*** Block opens ***
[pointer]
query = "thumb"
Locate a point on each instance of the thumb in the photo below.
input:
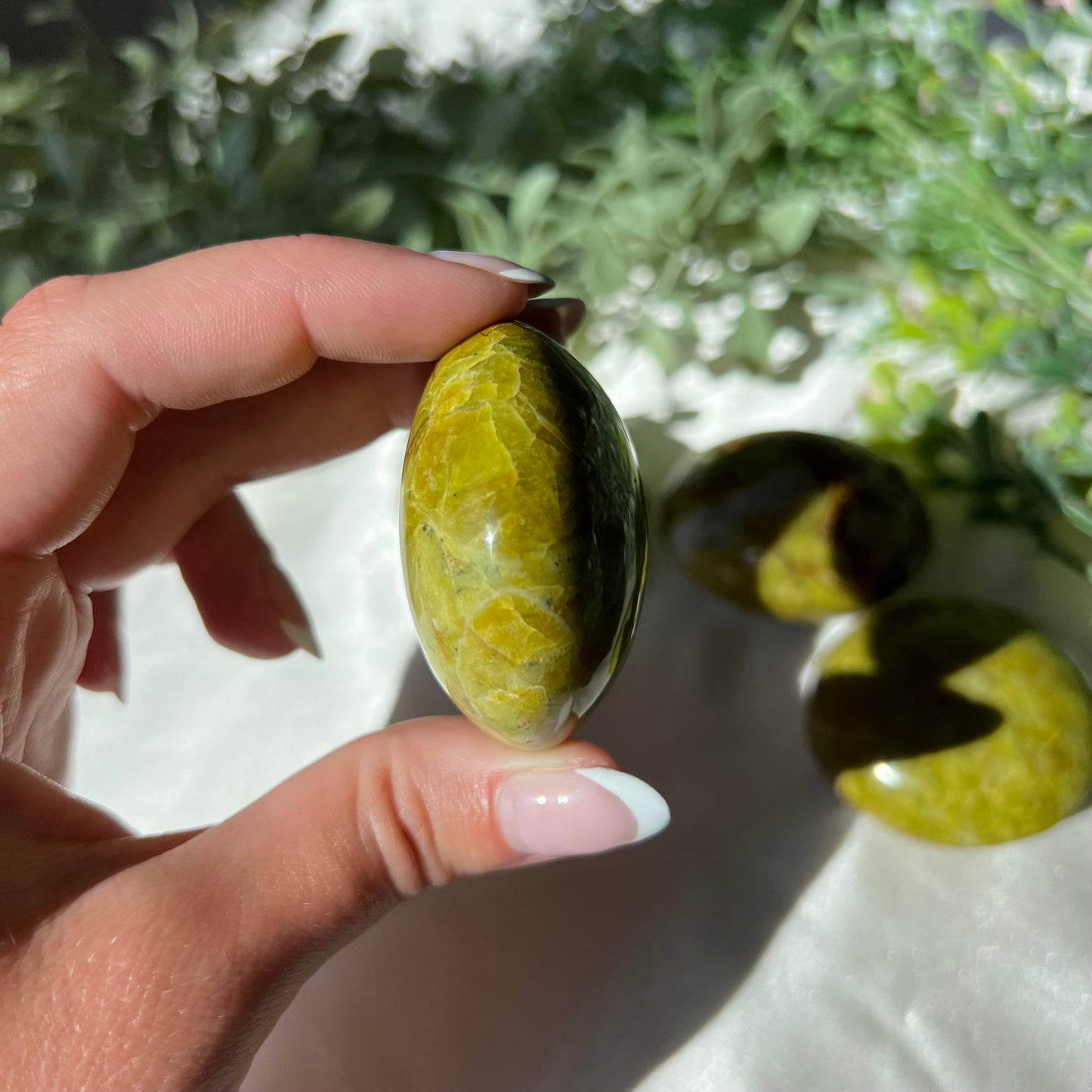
(240, 914)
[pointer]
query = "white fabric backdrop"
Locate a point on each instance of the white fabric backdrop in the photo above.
(768, 942)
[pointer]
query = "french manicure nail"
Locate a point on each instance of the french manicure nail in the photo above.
(574, 812)
(501, 267)
(295, 625)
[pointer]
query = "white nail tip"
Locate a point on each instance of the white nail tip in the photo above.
(649, 809)
(500, 267)
(523, 277)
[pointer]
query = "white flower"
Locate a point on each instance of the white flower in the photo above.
(787, 344)
(768, 292)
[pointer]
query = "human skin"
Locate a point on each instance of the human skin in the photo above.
(131, 405)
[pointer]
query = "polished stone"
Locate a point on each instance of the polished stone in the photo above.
(523, 534)
(954, 721)
(797, 525)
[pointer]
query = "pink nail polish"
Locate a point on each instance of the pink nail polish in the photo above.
(572, 812)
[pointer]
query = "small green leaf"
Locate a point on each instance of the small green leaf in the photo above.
(363, 211)
(530, 196)
(141, 58)
(753, 336)
(289, 164)
(323, 51)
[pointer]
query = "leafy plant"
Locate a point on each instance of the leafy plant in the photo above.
(721, 181)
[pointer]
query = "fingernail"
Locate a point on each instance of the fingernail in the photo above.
(294, 621)
(537, 282)
(572, 812)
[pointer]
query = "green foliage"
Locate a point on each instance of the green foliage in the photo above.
(719, 181)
*** Block closes ***
■ ASSIGNMENT ■
Nothing but the records above, retyped exactly and stripped of images, should appear in the answer.

■ RESPONSE BELOW ■
[pointer]
query = "thumb"
Locate a point on each instance of the thumb in the photo below.
input:
(240, 914)
[pointer]
query = "white fabric backdrop"
Locate a point on each instance of the white fabric backdrop in the photo above.
(768, 942)
[pointer]
query = "french manicure nail"
Locate a point on each instance of the french manicure nail in the photo above.
(574, 812)
(501, 267)
(295, 625)
[pointer]
query = "white nail tip"
Locate a point on each instance of the white nail tip in the photo above.
(649, 809)
(500, 267)
(523, 277)
[pointer]
query = "white flower"
Locate a point on each instance of the white flower in the photo above.
(787, 344)
(768, 292)
[pointer]
query = "human skin"
Locate a point on each instance of the human skin in the photo above.
(131, 405)
[pointer]
query = "polished stone"
Locate a point on each instance of the polished stone in the photo above.
(523, 534)
(954, 721)
(797, 525)
[pointer]
query = "pink nail polish"
Locate a point on each instance of the pink nail polish in the photo above.
(572, 812)
[pointer]
query = "small green leaf"
Locate a point on each instance of the small green leaf in the photo above.
(363, 211)
(530, 196)
(141, 58)
(753, 336)
(289, 164)
(323, 51)
[pointer]
query = "leafy plant"
Locate a point on each instance of the leafy plant in the photo above.
(721, 181)
[pointer]
query = "fingernail"
Locate a point on each instance of the fingernail in the photo above.
(294, 621)
(537, 282)
(572, 812)
[pointer]
query = "green foliage"
Locate a point on each instance of the green foliage in the photo above.
(719, 181)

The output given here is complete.